Exercise directions –
Each of the records below must be reproduced exactly.

Task input –
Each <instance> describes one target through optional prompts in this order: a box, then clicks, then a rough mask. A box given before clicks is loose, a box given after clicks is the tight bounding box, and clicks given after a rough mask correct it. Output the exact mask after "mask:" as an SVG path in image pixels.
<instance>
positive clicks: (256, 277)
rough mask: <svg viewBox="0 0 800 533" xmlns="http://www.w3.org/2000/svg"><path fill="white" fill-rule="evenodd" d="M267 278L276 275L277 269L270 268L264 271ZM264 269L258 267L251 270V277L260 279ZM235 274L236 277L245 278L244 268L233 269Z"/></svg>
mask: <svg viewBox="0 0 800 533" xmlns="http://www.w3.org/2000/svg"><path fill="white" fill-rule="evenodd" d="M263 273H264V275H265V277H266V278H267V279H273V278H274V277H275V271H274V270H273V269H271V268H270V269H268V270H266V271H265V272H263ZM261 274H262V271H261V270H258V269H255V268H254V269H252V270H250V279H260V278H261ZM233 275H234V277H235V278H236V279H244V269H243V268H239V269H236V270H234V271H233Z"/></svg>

Reply –
Each <instance> describes one target through optional prompts in this order: a box, then clicks, then a rough mask. A box given before clicks is loose, a box given after clicks is the tight bounding box, and clicks given after a rough mask correct it. Output the exact mask after "mask:" as an SVG path in image pixels.
<instance>
positive clicks: (256, 277)
rough mask: <svg viewBox="0 0 800 533" xmlns="http://www.w3.org/2000/svg"><path fill="white" fill-rule="evenodd" d="M267 278L276 275L277 269L270 268L264 271ZM264 269L258 267L251 270V277L260 279ZM235 274L236 277L245 278L244 268L233 269Z"/></svg>
mask: <svg viewBox="0 0 800 533" xmlns="http://www.w3.org/2000/svg"><path fill="white" fill-rule="evenodd" d="M263 273H264V275H265V277H266V278H267V279H273V278H274V277H275V271H274V270H273V269H271V268H270V269H268V270H266V271H265V272H263ZM261 274H262V271H261V270H258V269H255V268H254V269H252V270H250V279H260V278H261ZM233 275H234V277H235V278H236V279H244V269H243V268H239V269H236V270H234V271H233Z"/></svg>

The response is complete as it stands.